How many lines in the listing below contain the string "arena", with case counting? Reply with the number alone.
— begin INPUT MATERIAL —
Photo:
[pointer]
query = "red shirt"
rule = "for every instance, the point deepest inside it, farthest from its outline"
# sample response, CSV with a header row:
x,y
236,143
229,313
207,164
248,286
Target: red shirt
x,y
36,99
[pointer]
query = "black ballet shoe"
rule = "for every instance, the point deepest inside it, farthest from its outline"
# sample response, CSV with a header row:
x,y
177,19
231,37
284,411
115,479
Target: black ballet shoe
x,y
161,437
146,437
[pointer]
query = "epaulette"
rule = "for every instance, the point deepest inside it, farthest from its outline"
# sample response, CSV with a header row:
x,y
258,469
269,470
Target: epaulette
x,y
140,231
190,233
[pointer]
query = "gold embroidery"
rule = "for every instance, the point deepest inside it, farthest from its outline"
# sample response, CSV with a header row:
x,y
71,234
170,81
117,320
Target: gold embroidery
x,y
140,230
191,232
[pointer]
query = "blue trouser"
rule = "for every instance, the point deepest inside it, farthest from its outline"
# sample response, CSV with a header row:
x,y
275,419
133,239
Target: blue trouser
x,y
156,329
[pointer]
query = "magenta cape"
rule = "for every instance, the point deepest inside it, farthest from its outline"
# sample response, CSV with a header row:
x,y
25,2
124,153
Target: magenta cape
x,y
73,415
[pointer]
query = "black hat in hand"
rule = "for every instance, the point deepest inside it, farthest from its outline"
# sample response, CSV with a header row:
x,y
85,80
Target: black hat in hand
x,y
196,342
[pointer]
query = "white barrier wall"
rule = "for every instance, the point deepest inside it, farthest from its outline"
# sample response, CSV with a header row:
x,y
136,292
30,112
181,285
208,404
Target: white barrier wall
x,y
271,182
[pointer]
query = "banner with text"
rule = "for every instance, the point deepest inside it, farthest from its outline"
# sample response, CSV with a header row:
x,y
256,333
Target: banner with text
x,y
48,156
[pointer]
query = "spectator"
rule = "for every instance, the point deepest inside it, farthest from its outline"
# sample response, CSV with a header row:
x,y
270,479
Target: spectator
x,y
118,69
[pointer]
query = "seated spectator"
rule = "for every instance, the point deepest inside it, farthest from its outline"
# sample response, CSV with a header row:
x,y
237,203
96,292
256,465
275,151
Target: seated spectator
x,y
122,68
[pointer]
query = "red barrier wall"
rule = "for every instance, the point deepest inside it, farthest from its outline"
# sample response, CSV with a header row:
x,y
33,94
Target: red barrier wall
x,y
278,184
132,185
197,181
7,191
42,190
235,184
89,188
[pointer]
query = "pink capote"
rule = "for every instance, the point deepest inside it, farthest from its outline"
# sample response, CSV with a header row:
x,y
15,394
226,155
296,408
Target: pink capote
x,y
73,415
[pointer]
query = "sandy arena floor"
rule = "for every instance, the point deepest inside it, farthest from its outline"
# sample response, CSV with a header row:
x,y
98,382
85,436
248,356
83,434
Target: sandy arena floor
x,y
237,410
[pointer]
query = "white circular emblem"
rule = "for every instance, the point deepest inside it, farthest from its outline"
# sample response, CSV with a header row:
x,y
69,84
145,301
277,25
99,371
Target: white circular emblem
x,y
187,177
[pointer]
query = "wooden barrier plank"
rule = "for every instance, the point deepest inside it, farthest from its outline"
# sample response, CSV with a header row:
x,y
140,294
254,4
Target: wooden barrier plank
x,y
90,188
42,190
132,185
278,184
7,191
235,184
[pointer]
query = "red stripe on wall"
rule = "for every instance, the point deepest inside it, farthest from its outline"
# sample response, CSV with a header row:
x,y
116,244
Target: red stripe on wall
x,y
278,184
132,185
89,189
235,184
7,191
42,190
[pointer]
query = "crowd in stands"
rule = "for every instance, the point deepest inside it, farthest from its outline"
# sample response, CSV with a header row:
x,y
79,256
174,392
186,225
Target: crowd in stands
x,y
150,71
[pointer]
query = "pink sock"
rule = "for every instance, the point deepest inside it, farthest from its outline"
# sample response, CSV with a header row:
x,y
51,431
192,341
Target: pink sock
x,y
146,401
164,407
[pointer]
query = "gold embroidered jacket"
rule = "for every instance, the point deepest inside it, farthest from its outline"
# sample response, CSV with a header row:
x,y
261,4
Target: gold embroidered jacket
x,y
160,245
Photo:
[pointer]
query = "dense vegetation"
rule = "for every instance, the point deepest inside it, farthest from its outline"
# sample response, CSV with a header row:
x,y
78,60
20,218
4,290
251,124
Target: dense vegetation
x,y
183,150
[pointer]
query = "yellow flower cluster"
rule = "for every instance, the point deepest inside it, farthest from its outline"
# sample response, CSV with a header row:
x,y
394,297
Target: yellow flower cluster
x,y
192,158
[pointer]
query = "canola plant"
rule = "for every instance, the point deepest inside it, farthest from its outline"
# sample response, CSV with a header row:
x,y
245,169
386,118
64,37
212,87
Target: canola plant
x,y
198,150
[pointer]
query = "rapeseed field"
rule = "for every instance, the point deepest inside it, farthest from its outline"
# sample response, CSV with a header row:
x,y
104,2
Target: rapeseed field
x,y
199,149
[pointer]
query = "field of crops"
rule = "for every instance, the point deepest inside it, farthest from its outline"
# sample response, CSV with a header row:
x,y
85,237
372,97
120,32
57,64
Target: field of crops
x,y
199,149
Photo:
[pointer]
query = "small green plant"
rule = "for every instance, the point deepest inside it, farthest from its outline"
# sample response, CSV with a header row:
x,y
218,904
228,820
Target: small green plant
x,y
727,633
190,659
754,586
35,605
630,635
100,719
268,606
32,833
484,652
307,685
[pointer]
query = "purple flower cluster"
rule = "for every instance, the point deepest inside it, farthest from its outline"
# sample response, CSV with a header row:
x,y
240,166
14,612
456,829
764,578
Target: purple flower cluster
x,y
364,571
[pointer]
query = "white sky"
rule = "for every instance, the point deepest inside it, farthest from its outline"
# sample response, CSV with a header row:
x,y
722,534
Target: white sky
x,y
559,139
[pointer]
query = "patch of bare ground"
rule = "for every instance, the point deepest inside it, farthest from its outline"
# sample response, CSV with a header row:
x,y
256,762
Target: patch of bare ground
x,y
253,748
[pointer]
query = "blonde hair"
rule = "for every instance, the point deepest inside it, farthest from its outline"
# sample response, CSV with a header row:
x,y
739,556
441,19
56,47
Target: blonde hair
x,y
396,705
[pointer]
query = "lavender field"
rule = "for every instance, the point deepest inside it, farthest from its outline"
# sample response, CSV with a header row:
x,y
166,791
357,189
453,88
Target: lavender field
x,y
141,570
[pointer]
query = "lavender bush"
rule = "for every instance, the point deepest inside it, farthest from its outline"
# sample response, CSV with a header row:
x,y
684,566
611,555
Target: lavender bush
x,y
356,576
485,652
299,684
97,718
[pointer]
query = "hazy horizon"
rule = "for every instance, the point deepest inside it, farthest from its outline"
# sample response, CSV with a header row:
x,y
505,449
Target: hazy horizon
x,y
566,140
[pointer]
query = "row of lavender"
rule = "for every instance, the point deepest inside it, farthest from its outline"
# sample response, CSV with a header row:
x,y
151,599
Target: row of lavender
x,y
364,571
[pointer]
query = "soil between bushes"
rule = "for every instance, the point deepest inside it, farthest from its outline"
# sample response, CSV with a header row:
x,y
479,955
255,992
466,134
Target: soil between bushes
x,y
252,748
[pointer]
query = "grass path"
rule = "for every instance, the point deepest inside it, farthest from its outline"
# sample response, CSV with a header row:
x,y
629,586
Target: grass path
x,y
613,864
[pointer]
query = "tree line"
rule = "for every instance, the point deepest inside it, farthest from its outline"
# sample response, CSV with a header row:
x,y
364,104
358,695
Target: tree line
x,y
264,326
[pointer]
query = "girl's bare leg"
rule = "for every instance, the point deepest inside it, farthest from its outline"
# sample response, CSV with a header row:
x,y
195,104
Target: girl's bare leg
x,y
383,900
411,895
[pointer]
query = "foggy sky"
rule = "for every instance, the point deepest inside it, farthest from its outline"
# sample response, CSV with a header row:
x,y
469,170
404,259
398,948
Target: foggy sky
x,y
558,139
— end INPUT MATERIAL —
§ **OUTPUT OF THE EXERCISE**:
2